- _抜粋本文_:
******************************
不動産トピックス
クローズアップ バーチャルオフィス編
2020.06.30 12:00
新型コロナの影響によるテナント解約に悩むビルオーナーが増えている。だが、コロナ流行によるテレワークの推進により、注目を集めているのが「バーチャルオフィス」だ。今回は、バーチャルオフィスの事業の先駆け的企業を取り上げたい。
ワンストップビジネスセンター 18日に仙台店オープン 東北へ初進出
全国30拠点でバーチャルオフィス「ワンストップビジネスセンター」を展開し、起業支援を行う、ワンストップビジネスセンター(東京都港区)は、起業家・副業家の支援を目的として、6月18日に「ワンストップビジネスセンター 仙台店」(仙台市青葉区)をオープンした。仙台店はワンストップビジネスセンターの東北への初進出となる。仙台をビジネスの拠点として事業活動を行いたい事業主のニーズに応えていくとした。
******************************
- _課題の内容_:
A: バーチャルオフィスの記事から、「ワンストップビジネスセンター 18日に仙台店オープン 東北へ初進出」から「のニーズに応えていくとした。」までをすべて、一字も変えずに書き写しなさい。
B: バーチャルオフィスの記事の続きを、最後の文の後から書き進めなさい。

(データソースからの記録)
******************************
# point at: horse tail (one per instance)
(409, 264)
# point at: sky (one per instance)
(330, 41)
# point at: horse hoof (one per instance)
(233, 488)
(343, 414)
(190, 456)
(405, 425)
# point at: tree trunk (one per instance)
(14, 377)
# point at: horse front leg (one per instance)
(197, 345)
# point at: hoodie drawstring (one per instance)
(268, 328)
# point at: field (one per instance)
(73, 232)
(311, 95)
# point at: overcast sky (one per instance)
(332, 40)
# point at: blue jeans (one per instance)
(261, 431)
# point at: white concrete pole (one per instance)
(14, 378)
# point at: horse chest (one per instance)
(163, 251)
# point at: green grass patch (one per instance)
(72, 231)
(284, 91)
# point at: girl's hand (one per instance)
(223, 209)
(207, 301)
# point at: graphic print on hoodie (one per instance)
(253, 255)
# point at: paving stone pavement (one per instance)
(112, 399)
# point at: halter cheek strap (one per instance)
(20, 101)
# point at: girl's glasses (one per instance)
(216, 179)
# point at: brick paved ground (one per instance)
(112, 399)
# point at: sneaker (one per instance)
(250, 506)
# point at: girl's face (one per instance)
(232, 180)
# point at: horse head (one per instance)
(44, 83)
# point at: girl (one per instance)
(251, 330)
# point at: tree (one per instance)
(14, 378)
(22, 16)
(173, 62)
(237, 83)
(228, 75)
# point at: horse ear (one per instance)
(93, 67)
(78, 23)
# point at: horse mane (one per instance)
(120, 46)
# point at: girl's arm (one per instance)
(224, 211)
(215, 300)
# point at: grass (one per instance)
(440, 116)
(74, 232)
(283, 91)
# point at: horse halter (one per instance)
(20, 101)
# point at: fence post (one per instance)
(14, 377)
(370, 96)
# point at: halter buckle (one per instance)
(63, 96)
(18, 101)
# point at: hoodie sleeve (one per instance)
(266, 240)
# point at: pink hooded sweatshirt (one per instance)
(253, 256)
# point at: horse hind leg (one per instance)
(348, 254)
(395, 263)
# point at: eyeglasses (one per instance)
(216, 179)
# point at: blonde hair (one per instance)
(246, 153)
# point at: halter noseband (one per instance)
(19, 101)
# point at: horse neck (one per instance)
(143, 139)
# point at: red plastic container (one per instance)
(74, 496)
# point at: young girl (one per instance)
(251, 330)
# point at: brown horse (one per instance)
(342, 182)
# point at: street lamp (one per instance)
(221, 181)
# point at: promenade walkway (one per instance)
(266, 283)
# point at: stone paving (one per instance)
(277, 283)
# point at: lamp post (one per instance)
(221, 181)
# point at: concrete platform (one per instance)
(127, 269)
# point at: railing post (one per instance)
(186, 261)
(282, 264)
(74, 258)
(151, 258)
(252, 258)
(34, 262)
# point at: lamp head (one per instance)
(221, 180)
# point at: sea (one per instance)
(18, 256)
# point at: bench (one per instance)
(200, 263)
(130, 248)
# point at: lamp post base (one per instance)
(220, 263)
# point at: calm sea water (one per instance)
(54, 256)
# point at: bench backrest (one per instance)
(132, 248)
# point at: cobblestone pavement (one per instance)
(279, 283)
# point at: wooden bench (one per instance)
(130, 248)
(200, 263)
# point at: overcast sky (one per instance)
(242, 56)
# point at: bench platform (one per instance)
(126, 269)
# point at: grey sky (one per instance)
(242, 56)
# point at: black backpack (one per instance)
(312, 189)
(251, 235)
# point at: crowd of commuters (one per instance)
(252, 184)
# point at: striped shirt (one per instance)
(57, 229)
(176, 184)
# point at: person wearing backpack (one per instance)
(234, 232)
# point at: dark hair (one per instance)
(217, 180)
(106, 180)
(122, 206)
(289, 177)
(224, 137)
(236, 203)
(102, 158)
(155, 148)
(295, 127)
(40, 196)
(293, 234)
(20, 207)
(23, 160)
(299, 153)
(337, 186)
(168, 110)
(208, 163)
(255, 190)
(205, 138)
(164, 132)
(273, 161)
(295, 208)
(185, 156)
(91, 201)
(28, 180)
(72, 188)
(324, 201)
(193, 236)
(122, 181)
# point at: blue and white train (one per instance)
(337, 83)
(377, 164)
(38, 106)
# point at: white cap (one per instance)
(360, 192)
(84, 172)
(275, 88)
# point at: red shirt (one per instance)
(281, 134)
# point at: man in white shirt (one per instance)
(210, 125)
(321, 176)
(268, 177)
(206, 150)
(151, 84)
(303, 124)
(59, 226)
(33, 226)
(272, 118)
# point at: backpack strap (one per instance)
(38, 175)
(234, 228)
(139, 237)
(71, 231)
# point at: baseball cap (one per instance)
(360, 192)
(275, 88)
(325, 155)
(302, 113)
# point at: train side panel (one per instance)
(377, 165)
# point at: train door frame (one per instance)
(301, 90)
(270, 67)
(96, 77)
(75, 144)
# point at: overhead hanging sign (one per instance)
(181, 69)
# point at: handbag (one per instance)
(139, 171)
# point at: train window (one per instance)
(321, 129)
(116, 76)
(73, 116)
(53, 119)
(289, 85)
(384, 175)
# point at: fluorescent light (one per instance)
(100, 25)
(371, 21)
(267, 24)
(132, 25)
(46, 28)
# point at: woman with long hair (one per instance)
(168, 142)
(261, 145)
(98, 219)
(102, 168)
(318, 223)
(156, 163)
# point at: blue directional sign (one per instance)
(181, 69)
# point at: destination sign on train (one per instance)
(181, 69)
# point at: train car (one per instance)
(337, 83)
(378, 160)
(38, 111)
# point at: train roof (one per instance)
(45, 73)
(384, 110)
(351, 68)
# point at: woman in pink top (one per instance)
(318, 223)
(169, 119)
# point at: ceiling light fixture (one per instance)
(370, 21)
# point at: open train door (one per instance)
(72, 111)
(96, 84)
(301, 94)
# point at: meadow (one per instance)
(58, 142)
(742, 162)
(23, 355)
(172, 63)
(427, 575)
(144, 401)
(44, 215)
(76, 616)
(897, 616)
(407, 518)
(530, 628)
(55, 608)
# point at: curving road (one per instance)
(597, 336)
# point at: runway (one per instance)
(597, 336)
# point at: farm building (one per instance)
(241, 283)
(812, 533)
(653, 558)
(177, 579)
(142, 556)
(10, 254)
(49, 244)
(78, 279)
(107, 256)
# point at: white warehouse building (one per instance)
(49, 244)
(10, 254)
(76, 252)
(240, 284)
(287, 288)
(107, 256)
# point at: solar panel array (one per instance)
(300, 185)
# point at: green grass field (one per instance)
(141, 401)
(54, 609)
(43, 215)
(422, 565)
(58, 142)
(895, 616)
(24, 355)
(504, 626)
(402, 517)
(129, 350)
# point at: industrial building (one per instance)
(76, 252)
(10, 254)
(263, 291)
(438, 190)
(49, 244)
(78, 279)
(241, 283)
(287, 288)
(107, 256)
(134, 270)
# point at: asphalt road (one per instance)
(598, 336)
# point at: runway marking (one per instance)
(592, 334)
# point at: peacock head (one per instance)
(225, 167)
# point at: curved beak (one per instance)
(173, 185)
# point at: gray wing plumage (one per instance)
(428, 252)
******************************
- _課題の解答_:
A:
ワンストップビジネスセンター 18日に仙台店オープン 東北へ初進出
全国30拠点でバーチャルオフィス「ワンストップビジネスセンター」を展開し、起業支援を行う、ワンストップビジネスセンター(東京都港区)は、起業家・副業家の支援を目的として、6月18日に「ワンストップビジネスセンター 仙台店」(仙台市青葉区)をオープンした。仙台店はワンストップビジネスセンターの東北への初進出となる。仙台をビジネスの拠点として事業活動を行いたい事業主のニーズに応えていくとした。

B:
拠点では法人登記利用が可能な住所利用、会議室利用、郵便保管・転送、電話番号のご契約・電話対応業務などを始め、各種オプションサービス(ホームページ制作サービスやオリジナルのファックス番号の取得など)が利用できる。初期投資やランニングコストに悩みがちなスタート段階のフリーランサー、副業家、スタートアップ事業者がローコスト・ローリスクで事業を始める支援となる。
新型コロナウイルスの影響で、大企業はもとより多くの中小零細企業・個人事業主は経営計画の見直しを迫られている。特に固定費削減を図るケースは多く、ワンストップビジネスセンターの契約理由にも「事務所移転」を理由とし、固定費削減を目的の1つとした新規申込者数は急増中だ。同時に、緊急事態宣言の解除以降、過去にないペースで同社への申し込みが入っているという。コロナ禍がひと段落し、改めて起業への機運の高まりが背景となる。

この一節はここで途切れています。